If SVN honors its currently posted 1 requal per 1 developer purchase plan, then paying $40,000 on a developer Hawaii purchase (or $20K on a domestic or Cancun purchase) to requal only 76,000 StarOptions (even if purchased for super cheap) may not be the best use of one's resources.  I would think the minimum valuable requal amount would be at least 81,000 StarOptions, which could be had by spending a few hundred dollars more on a resale 2 BR L/O Cascades or PGA purchase, (or finding the mythical large one bedroom true platinum (post-starwood) SDO) or the like.

Of course, if someone were willing to roll the dice on the March 31, 2008 resale Fountains II cut-off date, with the understanding that they would requal it with an already planned developer purchase if SVN refused to extend that date, then go for it.

Make sense?

-nodge


----------



## SDKath (Apr 3, 2008)

nodge said:


> If SVN honors its currently posted 1 requal per 1 developer purchase plan, then paying $40,000 on a developer Hawaii purchase (or $20K on a domestic or Cancun purchase) to requal only 76,000 StarOptions (even if purchased for super cheap) may not be the best use of one's resources.  I would think the minimum valuable requal amount would be at least 81,000 StarOptions, which could be had by spending a few hundred dollars more on a resale 2 BR L/O Cascades or PGA purchase, (or finding the mythical large one bedroom true platinum (post-starwood) SDO) or the like.
> 
> Of course, if someone were willing to roll the dice on the March 31, 2008 resale Fountains II cut-off date, with the understanding that they would requal it with an already planned developer purchase if SVN refused to extend that date, then go for it.
> 
> ...



Starwood's current requal rules are >$20,000 spent per requal.  So you can't buy a Fountains week from Starwood and requal a unit.  You have to buy one unit worth over $20,000 to retro anything no matter how many SOs.

I would not "waste" a retro for anything less than 148,100 SOs.  It's just too much money to spend for 81,000 SOs I think.  WMH, SMV, SDO true platinum (truly elusive) are good options for 148,100 SOs.

If someone is close to getting 5* already, just one purchase from Fountains might tip them over the 559,000 SO requirement for 5*.  That's a nice option.

Katherine


----------



## Courts (Apr 3, 2008)

SDKath said:


> Did you already have to pay a special assessment to get upgrades to the unit, Courts?  If so, then you will probably get your invite to SVN shortly too!  Correct me if this is wrong but I think all SVR is 2BR (non-LO) except Lakes and Cascades.

DIRECTION :: List each distinct quantity of StarOptions, also written as SOs, that the forum thread above mentions.

Items from a labeling collection
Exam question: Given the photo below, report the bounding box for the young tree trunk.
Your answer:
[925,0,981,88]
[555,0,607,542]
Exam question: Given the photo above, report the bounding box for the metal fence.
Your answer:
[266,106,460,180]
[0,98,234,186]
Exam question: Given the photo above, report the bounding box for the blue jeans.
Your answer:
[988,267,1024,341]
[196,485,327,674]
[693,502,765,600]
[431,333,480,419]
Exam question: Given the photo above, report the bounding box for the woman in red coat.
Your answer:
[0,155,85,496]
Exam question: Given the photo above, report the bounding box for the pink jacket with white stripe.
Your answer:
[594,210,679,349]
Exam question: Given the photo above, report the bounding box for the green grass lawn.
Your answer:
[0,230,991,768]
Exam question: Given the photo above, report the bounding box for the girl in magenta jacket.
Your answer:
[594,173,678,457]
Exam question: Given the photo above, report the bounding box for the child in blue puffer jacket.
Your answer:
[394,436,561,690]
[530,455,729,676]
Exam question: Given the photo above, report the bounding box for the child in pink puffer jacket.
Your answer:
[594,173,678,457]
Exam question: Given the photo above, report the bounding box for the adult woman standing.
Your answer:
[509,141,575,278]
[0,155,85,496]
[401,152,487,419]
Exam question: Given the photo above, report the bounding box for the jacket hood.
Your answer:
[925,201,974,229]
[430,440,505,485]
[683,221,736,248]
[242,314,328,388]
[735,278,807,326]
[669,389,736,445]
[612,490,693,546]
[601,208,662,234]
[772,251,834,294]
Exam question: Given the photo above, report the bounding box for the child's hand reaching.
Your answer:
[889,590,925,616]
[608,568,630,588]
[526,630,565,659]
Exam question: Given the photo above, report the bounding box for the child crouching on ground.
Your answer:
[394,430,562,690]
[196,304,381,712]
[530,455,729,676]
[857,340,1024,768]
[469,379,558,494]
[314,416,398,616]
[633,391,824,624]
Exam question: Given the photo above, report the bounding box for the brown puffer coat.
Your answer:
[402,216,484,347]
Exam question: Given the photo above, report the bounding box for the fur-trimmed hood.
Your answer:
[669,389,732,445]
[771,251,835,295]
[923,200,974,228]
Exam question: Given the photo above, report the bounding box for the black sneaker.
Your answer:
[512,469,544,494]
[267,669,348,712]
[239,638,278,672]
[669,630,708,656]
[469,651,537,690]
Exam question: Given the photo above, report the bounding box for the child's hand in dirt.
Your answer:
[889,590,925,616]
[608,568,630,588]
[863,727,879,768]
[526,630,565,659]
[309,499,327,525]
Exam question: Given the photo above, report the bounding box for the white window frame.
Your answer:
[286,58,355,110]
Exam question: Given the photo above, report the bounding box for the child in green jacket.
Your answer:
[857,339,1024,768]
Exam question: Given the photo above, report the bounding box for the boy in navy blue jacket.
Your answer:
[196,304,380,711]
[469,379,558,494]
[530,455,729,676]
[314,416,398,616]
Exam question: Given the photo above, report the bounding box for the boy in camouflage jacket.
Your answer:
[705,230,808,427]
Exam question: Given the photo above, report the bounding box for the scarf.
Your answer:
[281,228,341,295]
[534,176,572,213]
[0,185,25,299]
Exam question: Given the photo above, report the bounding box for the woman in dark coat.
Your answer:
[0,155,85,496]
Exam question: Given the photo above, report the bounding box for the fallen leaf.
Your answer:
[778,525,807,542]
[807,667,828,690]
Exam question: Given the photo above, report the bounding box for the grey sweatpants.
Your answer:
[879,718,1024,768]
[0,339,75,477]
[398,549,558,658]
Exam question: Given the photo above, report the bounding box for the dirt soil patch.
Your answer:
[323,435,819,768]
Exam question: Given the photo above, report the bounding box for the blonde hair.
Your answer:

RESPONSE TO THE EXERCISE ::
76,000
81,000
148,100
559,000